• Task brief: Isolate every line in the records below with "lettering" in it.

• Data:
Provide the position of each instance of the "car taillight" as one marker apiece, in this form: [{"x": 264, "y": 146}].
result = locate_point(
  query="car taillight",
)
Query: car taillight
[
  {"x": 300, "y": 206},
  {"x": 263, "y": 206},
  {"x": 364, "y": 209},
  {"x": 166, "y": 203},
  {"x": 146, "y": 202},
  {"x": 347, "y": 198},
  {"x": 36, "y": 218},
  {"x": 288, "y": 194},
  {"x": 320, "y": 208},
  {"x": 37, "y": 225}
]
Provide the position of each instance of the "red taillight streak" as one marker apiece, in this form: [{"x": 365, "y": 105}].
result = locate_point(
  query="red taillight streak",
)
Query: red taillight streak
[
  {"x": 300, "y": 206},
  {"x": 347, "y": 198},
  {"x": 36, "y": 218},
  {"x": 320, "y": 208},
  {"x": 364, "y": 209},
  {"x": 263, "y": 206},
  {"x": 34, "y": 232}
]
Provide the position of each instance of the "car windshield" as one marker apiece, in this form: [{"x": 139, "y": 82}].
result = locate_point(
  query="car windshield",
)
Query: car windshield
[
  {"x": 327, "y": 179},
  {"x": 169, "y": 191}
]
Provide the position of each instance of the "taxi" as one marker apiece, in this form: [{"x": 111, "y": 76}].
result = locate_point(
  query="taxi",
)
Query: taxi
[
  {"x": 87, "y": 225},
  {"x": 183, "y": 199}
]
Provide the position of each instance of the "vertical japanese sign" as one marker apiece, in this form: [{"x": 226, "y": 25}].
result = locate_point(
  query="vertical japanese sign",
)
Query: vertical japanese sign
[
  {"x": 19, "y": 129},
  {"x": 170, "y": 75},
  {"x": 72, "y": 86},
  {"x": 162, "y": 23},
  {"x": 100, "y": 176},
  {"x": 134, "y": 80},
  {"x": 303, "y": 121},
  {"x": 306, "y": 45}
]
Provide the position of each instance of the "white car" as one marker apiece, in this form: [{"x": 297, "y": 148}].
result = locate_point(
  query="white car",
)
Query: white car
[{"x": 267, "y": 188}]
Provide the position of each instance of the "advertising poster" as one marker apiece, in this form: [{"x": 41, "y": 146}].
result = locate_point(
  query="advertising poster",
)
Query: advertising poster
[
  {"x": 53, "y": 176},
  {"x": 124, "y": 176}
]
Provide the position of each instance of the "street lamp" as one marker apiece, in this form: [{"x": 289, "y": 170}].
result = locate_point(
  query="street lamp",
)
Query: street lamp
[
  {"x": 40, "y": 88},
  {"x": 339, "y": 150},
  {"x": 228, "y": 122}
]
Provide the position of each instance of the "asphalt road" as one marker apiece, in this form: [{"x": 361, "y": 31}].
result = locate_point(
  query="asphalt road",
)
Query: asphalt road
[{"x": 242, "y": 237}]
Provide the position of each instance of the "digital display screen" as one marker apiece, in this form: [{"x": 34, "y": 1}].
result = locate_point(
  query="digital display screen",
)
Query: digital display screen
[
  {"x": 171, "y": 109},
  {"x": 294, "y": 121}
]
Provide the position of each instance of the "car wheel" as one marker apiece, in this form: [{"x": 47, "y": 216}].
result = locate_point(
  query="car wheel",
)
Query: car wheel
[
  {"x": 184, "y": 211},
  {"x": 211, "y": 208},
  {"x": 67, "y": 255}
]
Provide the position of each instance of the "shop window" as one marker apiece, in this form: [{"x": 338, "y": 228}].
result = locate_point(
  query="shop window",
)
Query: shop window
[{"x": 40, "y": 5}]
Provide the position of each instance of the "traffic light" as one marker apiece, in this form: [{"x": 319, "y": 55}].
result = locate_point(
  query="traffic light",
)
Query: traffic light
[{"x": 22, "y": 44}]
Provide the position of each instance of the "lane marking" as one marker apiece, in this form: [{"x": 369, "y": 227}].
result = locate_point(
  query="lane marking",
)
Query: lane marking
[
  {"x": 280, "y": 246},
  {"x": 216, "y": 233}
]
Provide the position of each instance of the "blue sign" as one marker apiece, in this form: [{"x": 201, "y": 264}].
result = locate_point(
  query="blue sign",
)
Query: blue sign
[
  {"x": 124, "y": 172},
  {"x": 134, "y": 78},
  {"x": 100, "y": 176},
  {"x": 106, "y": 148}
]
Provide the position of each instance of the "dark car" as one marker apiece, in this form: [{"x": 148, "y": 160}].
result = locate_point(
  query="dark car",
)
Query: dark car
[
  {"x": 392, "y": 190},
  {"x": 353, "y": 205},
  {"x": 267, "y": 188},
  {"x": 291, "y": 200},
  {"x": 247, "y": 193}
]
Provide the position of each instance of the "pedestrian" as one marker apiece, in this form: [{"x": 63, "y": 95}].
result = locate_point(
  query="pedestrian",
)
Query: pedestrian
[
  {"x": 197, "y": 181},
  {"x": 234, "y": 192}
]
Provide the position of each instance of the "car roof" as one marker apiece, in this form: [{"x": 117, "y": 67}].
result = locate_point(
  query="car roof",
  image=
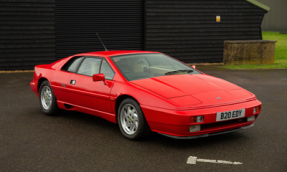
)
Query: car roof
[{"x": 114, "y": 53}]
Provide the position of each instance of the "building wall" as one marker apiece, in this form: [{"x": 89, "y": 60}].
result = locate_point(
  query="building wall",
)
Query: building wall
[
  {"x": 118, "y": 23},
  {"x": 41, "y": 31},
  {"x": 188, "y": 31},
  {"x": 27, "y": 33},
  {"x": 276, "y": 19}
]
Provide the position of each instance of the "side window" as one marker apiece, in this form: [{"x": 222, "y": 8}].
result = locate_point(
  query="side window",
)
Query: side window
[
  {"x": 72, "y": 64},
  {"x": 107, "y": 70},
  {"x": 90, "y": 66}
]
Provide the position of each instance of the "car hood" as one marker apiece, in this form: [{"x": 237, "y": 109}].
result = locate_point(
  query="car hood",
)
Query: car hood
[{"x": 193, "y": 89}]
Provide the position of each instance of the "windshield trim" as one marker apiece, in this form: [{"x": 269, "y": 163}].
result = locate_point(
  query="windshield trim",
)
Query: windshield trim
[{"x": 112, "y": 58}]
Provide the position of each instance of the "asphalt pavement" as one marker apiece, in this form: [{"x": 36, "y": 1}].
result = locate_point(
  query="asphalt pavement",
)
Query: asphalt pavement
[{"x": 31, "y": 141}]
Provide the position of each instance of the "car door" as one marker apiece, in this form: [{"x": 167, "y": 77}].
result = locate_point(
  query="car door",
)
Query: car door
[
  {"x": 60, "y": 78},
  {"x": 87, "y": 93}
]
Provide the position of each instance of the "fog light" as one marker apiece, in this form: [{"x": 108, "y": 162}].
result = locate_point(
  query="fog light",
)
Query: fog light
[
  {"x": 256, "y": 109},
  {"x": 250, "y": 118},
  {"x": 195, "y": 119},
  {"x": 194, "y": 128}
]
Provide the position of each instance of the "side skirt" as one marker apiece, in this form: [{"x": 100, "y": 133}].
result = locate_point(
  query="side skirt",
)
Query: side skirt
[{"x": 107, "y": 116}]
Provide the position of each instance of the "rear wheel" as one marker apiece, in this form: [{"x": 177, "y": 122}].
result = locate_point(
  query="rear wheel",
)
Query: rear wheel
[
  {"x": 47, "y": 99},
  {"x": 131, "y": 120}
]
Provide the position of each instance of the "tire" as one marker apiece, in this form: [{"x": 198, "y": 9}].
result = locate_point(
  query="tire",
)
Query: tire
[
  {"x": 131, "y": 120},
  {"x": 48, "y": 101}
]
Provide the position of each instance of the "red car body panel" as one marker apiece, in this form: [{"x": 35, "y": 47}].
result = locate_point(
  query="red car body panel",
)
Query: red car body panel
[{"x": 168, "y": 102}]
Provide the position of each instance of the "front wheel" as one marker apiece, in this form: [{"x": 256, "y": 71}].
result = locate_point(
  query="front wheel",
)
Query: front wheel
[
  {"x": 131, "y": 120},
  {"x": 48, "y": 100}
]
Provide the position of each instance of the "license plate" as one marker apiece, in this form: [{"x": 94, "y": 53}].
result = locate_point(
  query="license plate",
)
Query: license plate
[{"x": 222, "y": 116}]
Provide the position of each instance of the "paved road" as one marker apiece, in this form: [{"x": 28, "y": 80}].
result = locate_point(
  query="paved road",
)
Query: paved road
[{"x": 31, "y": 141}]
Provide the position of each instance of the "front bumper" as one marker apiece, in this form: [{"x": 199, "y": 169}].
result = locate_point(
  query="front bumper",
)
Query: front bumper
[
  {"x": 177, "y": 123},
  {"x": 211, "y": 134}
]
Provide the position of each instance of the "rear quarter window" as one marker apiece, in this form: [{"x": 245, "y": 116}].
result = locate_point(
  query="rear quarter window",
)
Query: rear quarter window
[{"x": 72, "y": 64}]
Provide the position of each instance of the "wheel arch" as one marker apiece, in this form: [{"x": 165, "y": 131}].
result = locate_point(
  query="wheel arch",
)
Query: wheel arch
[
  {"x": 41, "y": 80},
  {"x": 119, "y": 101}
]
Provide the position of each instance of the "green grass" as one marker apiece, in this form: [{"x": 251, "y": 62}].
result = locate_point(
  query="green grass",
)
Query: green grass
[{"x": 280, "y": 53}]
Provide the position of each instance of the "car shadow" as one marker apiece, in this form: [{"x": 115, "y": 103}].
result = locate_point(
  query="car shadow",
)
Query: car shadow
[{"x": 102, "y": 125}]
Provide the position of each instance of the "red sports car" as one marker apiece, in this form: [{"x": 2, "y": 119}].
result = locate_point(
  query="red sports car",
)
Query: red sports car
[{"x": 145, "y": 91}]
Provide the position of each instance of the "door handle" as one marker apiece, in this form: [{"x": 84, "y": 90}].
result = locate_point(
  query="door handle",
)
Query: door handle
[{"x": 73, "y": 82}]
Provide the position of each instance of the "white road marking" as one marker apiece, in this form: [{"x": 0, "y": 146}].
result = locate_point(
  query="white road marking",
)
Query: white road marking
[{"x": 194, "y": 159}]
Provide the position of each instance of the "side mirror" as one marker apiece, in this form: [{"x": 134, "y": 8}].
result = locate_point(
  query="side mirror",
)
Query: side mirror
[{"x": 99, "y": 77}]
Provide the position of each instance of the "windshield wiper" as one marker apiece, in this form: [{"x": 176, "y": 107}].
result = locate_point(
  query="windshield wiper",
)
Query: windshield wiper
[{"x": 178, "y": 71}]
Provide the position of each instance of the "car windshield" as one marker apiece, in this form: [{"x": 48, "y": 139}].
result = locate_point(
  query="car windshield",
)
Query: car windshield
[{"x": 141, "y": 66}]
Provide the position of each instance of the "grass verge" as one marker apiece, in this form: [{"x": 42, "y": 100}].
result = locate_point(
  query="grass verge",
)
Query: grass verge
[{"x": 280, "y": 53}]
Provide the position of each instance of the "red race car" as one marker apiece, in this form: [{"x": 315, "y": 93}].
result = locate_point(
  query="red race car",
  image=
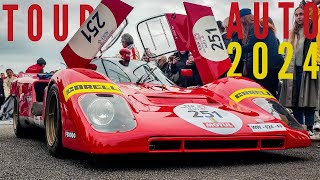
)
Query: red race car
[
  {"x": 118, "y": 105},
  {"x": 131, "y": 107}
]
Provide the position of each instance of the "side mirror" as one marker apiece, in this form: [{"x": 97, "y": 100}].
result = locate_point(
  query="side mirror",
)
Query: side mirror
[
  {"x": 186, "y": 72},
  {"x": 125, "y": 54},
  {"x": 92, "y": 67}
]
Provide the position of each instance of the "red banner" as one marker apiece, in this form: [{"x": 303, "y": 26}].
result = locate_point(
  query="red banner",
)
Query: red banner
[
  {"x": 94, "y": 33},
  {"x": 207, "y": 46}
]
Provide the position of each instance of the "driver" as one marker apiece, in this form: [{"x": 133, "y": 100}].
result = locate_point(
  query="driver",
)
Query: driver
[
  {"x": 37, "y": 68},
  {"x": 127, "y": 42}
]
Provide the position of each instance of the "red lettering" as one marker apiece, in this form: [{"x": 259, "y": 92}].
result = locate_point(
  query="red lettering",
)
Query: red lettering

• Task result:
Provide the position of each instance of the "red lettering" as one marker apiece, in this form: [{"x": 259, "y": 92}].
  query="red lettering",
Query: red lettering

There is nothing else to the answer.